### Description of the task
Report each line of the data below that includes the word "green", copying every such line in full.

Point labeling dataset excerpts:
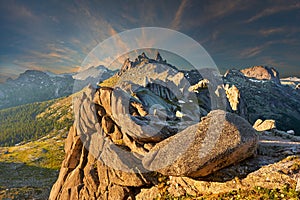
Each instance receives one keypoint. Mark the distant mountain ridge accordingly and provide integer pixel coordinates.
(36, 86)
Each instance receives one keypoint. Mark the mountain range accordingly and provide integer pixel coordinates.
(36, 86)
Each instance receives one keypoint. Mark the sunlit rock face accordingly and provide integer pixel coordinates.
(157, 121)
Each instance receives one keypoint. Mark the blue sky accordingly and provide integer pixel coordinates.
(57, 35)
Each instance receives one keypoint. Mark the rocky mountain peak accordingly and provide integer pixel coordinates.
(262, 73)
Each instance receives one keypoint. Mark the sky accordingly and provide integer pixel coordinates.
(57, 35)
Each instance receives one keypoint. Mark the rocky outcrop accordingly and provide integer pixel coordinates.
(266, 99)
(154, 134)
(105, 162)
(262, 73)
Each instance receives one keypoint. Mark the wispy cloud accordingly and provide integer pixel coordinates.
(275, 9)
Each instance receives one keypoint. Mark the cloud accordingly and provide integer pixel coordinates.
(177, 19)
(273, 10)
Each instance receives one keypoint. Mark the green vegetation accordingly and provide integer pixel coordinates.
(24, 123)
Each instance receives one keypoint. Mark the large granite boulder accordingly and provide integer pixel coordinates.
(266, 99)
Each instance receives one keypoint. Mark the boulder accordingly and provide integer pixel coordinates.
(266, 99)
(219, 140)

...

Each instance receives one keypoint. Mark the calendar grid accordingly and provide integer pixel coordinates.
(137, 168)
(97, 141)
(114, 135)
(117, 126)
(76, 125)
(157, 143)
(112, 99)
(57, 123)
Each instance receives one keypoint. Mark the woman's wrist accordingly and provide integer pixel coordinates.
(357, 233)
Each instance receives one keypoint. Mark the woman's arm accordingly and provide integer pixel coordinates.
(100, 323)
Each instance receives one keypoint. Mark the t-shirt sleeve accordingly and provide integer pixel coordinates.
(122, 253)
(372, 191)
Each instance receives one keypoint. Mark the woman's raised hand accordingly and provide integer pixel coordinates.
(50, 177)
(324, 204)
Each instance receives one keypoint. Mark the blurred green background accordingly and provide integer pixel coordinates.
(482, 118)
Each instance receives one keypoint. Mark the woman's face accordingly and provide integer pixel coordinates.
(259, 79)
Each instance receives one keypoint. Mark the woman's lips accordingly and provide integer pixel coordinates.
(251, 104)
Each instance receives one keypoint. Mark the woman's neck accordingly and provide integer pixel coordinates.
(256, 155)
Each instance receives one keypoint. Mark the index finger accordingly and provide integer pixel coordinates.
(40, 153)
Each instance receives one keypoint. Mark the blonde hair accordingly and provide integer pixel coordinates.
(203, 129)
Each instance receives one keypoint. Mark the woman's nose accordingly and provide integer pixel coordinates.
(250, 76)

### Solution to this problem
Each instance receives one keypoint. Mark the green vegetation accordingly and provide integer pixel coordinates.
Each instance receives one keypoint. Mark the blurred green background accordingly and provide integer pixel coordinates.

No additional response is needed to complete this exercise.